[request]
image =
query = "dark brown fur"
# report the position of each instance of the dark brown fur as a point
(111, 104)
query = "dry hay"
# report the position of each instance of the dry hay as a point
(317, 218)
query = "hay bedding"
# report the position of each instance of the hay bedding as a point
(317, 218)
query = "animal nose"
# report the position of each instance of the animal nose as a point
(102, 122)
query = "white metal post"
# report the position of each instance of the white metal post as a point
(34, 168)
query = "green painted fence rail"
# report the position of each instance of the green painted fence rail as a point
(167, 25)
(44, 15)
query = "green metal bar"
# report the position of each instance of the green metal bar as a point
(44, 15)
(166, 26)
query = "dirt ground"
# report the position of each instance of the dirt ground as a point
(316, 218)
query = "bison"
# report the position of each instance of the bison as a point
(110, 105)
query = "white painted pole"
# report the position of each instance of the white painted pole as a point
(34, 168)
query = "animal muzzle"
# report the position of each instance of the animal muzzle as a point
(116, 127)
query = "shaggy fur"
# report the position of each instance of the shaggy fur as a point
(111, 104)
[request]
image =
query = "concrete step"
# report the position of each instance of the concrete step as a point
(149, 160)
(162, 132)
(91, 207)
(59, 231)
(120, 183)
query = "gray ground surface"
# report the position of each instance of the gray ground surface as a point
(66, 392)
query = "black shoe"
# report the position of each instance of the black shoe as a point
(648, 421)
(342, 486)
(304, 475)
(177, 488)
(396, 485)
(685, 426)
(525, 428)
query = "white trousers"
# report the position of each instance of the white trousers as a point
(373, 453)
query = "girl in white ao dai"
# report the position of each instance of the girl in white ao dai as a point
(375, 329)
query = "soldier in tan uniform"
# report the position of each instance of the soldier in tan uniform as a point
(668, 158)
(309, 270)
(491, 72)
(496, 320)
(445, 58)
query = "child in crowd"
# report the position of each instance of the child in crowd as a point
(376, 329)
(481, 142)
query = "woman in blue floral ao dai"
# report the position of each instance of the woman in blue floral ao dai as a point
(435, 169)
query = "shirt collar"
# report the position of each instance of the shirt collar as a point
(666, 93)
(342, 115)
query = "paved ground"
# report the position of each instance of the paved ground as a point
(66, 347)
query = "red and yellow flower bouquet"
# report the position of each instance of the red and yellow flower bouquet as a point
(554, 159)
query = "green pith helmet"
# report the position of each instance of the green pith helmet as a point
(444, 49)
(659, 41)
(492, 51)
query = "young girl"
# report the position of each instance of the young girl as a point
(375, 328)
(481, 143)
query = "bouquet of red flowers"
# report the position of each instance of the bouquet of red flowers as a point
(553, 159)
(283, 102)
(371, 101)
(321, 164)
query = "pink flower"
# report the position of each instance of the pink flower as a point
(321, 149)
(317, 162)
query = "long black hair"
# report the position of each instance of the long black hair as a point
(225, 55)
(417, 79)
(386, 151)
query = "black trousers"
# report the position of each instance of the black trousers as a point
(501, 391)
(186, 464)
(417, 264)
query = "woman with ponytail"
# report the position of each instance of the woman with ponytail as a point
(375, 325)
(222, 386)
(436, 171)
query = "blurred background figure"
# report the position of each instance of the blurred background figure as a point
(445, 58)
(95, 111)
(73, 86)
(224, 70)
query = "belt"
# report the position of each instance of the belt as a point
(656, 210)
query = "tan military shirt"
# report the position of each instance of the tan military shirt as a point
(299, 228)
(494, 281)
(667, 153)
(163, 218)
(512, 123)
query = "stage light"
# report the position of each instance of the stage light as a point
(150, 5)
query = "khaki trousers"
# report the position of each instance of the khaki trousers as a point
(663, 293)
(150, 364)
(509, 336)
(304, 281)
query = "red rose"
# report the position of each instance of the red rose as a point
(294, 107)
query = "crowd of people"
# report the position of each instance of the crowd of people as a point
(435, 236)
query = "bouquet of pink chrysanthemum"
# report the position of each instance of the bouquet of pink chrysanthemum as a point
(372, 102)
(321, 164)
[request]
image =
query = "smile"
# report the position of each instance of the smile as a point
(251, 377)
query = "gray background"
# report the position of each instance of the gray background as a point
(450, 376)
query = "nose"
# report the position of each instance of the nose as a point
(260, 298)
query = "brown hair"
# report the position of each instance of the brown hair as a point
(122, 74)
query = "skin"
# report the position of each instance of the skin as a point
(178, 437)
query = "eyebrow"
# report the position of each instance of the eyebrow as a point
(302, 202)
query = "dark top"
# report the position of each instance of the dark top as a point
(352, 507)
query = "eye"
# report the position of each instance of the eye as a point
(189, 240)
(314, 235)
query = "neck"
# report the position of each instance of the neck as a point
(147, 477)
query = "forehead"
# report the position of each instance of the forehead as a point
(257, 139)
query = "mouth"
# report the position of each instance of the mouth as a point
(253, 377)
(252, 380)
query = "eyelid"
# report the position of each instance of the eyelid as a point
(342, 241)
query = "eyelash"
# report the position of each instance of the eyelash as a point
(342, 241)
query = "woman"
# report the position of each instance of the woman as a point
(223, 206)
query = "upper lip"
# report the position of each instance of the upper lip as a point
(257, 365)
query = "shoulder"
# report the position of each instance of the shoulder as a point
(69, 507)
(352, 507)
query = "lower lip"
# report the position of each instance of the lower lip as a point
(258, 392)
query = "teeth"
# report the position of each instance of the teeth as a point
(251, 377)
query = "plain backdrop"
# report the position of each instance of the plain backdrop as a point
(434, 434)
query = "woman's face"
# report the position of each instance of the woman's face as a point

★ ★ ★ ★

→ **Exercise prompt**
Please reproduce the entire listing, exactly as shown.

→ **Task answer**
[request]
image =
query = "dark brown fur"
# report the position of each instance of the dark brown fur as a point
(111, 104)
query = "dry hay"
# report the position of each instance of the dry hay as a point
(317, 218)
query = "hay bedding"
# report the position of each instance of the hay bedding as a point
(317, 218)
query = "animal nose"
# report the position of each instance of the animal nose as a point
(102, 122)
query = "white metal post"
# report the position of each instance of the white metal post as a point
(34, 168)
query = "green painted fence rail"
# report the position of each instance of the green painted fence rail as a point
(167, 25)
(44, 15)
query = "green metal bar"
# report the position of each instance of the green metal bar as a point
(44, 15)
(166, 26)
query = "dirt ground"
# report the position of each instance of the dirt ground as a point
(316, 218)
query = "bison"
# report the position of each instance of the bison as a point
(110, 105)
query = "white painted pole"
# report the position of each instance of the white painted pole as a point
(34, 168)
query = "animal muzzle"
# report the position of each instance of the animal muzzle as a point
(116, 127)
query = "shaggy fur"
# report the position of each instance of the shaggy fur as a point
(111, 104)
[request]
image =
query = "concrete step"
# report the position of each instance of the concrete step as a point
(149, 160)
(162, 132)
(91, 207)
(59, 231)
(120, 183)
query = "gray ground surface"
# report the position of each instance of the gray ground surface as a point
(66, 392)
query = "black shoe"
# report the position of each instance of the black shoe as a point
(648, 421)
(342, 486)
(304, 475)
(177, 488)
(396, 485)
(685, 426)
(525, 428)
query = "white trousers"
# report the position of each instance of the white trousers as a point
(373, 453)
query = "girl in white ao dai"
# report the position of each instance of the girl in white ao dai as a point
(375, 329)
query = "soldier in tan uniform"
# report the position of each instance of the soldier in tan uniform as a point
(668, 158)
(309, 270)
(491, 72)
(496, 320)
(445, 58)
query = "child in crowd"
# report the position of each instance of the child in crowd as a point
(376, 329)
(481, 142)
query = "woman in blue floral ao dai"
# report the position of each instance of the woman in blue floral ao dai as a point
(435, 169)
query = "shirt collar"
# report the position of each instance of the shirt collar as a point
(666, 93)
(342, 115)
query = "paved ground"
# report the position of each instance of the paved ground as a point
(66, 347)
query = "red and yellow flower bouquet"
# report the position of each instance of the red and yellow flower bouquet as a point
(554, 159)
query = "green pith helmet"
# report the position of each instance of the green pith helmet as a point
(444, 49)
(659, 41)
(492, 51)
query = "young girl"
# report the position of each instance of the young girl as a point
(375, 328)
(481, 143)
query = "bouquet of red flowers"
# report the position of each instance of the bouquet of red flowers as a point
(553, 159)
(283, 102)
(371, 101)
(321, 164)
query = "pink flower"
# report the position of each instance of the pink flower as a point
(321, 149)
(317, 162)
query = "long black hair"
# report the position of each instance of the long black hair as a point
(225, 55)
(417, 79)
(386, 151)
query = "black trousers"
# report the position of each instance of the black trousers as a point
(501, 391)
(186, 464)
(417, 264)
query = "woman with ponytail"
# report the position of each instance of the woman with ponytail as a point
(375, 325)
(222, 386)
(436, 171)
query = "blurred background figure"
# report the position of each instance of the blurred background figure as a point
(445, 58)
(95, 111)
(73, 86)
(224, 70)
query = "belt"
# report the position of each instance of the belt as a point
(656, 210)
query = "tan military shirt"
# report the position of each instance of the tan military shirt as a point
(299, 228)
(494, 281)
(667, 153)
(163, 218)
(512, 123)
query = "stage light"
# report the position of each instance of the stage light as a point
(150, 5)
query = "khaki trousers"
# report the position of each instance of the khaki trousers as a point
(663, 293)
(150, 364)
(509, 336)
(304, 281)
query = "red rose"
# report the position of each instance of the red rose as a point
(294, 107)
query = "crowd of people"
# report the position of each instance of the crowd of people as a point
(435, 236)
query = "bouquet of pink chrysanthemum"
# report the position of each instance of the bouquet of pink chrysanthemum as a point
(372, 102)
(321, 164)
[request]
image =
query = "smile"
# report the position of each instance of the smile as a point
(251, 377)
query = "gray background"
# report the position of each instance of the gray background as a point
(450, 376)
query = "nose"
# report the position of each instance of the nose as a point
(260, 298)
query = "brown hair"
# report the position of each instance of the brown hair as a point
(122, 74)
query = "skin"
# report the position of each instance of the skin as a point
(178, 437)
query = "eyebrow"
# report the position of each instance of the eyebrow as a point
(302, 202)
query = "dark top"
# report the position of each instance of the dark top as a point
(352, 507)
query = "eye"
# report the position of each instance of the eye as a point
(189, 240)
(314, 235)
query = "neck"
# report the position of each instance of the neck as a point
(147, 477)
query = "forehead"
# report the position of each instance of the forehead as a point
(257, 139)
query = "mouth"
# report the position of each instance of the mouth as a point
(253, 377)
(252, 380)
query = "eyelid"
# report the position of each instance of the eyelid as a point
(342, 241)
query = "eyelash"
# report the position of each instance of the eyelash as a point
(342, 241)
query = "woman"
# report the position of each instance of the woman as a point
(223, 206)
query = "upper lip"
# report the position of each instance of the upper lip as a point
(257, 365)
query = "shoulder"
# report the position of each instance of the shoulder as a point
(69, 507)
(352, 507)
query = "lower lip"
# report the position of each instance of the lower lip as a point
(258, 392)
query = "teeth"
# report the position of each instance of the teeth as a point
(251, 377)
query = "plain backdrop"
# report the position of each instance of the plain backdrop as a point
(434, 434)
query = "woman's face"
# report the position of each instance of the woman's face as a point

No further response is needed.